- READING TEXT
Metamath Proof Explorer

Theorem drnginvrcl

Description: Closure of the multiplicative inverse in a division ring. ( reccl analog.) (Contributed by NM, 19-Apr-2014)

Ref Expression
Hypotheses invrcl.b 
|- B = ( Base ` R )
invrcl.z 
|- .0. = ( 0g ` R )
invrcl.i 
|- I = ( invr ` R )
Assertion drnginvrcl 
|- ( ( R e. DivRing /\ X e. B /\ X =/= .0. ) -> ( I ` X ) e. B )

Proof

Step Hyp Ref Expression
1 invrcl.b 
 |-  B = ( Base ` R )
2 invrcl.z 
 |-  .0. = ( 0g ` R )
3 invrcl.i 
 |-  I = ( invr ` R )
4 eqid 
 |-  ( Unit ` R ) = ( Unit ` R )
5 1 4 2 drngunit 
 |-  ( R e. DivRing -> ( X e. ( Unit ` R ) <-> ( X e. B /\ X =/= .0. ) ) )
6 drngring 
 |-  ( R e. DivRing -> R e. Ring )
7 4 3 1 ringinvcl 
 |-  ( ( R e. Ring /\ X e. ( Unit ` R ) ) -> ( I ` X ) e. B )
8 7 ex 
 |-  ( R e. Ring -> ( X e. ( Unit ` R ) -> ( I ` X ) e. B ) )
9 6 8 syl 
 |-  ( R e. DivRing -> ( X e. ( Unit ` R ) -> ( I ` X ) e. B ) )
10 5 9 sylbird 
 |-  ( R e. DivRing -> ( ( X e. B /\ X =/= .0. ) -> ( I ` X ) e. B ) )
11 10 3impib 
 |-  ( ( R e. DivRing /\ X e. B /\ X =/= .0. ) -> ( I ` X ) e. B )

- DATASET EXCERPTS
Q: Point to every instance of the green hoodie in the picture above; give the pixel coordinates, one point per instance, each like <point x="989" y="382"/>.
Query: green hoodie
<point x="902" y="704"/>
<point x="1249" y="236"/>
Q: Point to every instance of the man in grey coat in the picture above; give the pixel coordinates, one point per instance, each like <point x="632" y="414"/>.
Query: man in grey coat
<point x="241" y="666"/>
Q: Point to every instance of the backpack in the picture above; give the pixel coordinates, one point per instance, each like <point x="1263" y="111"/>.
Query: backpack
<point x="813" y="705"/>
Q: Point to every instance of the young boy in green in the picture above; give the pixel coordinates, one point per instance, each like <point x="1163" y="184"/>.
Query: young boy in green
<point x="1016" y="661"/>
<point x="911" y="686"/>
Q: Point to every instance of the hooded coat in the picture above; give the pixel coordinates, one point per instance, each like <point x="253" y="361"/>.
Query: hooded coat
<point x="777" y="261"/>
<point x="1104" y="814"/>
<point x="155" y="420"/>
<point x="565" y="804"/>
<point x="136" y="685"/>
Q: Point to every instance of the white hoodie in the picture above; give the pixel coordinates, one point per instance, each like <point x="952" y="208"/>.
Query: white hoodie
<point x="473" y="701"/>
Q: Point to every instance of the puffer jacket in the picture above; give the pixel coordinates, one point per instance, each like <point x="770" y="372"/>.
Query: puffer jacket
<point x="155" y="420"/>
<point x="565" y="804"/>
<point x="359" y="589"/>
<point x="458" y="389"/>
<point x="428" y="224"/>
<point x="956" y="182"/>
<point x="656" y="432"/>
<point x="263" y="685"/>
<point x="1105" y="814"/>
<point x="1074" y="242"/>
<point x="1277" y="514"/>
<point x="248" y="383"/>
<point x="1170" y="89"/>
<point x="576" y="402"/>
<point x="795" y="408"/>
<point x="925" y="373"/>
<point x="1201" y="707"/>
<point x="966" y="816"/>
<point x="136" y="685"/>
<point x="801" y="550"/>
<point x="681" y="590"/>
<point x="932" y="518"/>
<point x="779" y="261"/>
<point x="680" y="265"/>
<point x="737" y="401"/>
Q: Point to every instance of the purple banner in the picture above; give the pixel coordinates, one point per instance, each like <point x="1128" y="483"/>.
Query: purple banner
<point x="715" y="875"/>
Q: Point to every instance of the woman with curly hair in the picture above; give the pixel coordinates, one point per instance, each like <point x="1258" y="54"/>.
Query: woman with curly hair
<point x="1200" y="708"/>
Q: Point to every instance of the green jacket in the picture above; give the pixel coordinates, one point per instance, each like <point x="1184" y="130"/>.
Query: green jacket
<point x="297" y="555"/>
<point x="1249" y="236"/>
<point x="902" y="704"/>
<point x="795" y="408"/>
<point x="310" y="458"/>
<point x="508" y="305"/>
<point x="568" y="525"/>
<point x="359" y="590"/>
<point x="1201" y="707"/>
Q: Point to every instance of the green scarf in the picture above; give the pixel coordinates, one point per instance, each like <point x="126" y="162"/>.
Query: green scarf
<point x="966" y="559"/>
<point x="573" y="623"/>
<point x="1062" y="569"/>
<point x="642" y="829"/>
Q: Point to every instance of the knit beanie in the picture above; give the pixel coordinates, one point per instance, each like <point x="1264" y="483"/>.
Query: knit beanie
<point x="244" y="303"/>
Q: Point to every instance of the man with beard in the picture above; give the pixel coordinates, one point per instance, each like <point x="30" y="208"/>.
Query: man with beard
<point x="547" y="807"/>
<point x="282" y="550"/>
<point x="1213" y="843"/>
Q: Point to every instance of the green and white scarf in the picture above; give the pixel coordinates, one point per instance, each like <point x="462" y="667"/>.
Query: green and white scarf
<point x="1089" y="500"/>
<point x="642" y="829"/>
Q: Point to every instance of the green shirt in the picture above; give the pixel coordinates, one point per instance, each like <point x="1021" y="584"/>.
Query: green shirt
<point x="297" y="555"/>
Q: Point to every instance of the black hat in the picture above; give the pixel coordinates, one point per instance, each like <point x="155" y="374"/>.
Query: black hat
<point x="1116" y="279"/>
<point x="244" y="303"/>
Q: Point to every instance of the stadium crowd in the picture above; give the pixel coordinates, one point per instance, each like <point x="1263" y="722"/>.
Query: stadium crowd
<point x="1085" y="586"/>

- WHAT IS ASKED
**1)** Copy the part of the Metamath theorem page from "Step Hyp Ref" to "R e. Ring )".
**2)** According to the Metamath theorem page, what is drnginvrcl the analog of?

- RESPONSES BY TASK
**1)**
Step Hyp Ref Expression
1 invrcl.b 
 |-  B = ( Base ` R )
2 invrcl.z 
 |-  .0. = ( 0g ` R )
3 invrcl.i 
 |-  I = ( invr ` R )
4 eqid 
 |-  ( Unit ` R ) = ( Unit ` R )
5 1 4 2 drngunit 
 |-  ( R e. DivRing -> ( X e. ( Unit ` R ) <-> ( X e. B /\ X =/= .0. ) ) )
6 drngring 
 |-  ( R e. DivRing -> R e. Ring )

**2)** It is the analog of reccl.